*** Begin section ***
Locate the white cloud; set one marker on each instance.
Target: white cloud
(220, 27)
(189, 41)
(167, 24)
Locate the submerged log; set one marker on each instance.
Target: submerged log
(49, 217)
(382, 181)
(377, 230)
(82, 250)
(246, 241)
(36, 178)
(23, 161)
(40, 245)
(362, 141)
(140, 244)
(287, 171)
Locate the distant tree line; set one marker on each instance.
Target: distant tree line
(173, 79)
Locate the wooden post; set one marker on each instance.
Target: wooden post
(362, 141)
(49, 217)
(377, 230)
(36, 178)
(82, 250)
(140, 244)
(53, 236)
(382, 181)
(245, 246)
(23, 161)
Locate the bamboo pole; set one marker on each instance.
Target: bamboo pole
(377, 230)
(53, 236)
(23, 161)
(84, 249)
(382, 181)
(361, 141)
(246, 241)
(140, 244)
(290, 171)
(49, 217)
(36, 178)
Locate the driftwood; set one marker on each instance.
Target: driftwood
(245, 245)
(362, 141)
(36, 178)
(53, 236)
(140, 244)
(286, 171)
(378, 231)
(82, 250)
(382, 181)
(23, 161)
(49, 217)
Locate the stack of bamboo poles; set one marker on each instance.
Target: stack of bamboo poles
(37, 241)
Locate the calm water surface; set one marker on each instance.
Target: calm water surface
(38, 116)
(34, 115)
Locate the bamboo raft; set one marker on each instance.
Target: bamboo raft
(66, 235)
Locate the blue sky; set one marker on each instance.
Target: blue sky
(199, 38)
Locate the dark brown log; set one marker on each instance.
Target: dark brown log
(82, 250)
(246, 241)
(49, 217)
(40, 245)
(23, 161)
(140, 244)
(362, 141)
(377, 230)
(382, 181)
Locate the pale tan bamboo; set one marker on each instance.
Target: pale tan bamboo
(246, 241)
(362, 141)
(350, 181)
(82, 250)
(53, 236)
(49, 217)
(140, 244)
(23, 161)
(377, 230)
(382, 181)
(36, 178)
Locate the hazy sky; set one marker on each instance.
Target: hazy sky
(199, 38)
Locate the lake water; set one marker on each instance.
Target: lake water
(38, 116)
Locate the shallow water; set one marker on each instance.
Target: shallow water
*** End section ***
=== Task details ===
Output each line of the records above exactly, beginning at the first, and stop once the line containing "Locate the distant" has been output.

=== Reply ===
Locate the white cloud; set one marker on each instance.
Target: white cloud
(220, 27)
(189, 41)
(167, 24)
Locate the submerged log; set one marker on each instance.
Target: submerged log
(49, 217)
(382, 181)
(377, 230)
(82, 250)
(246, 241)
(36, 178)
(23, 161)
(40, 245)
(362, 141)
(140, 244)
(287, 171)
Locate the distant tree line; set one marker on each instance.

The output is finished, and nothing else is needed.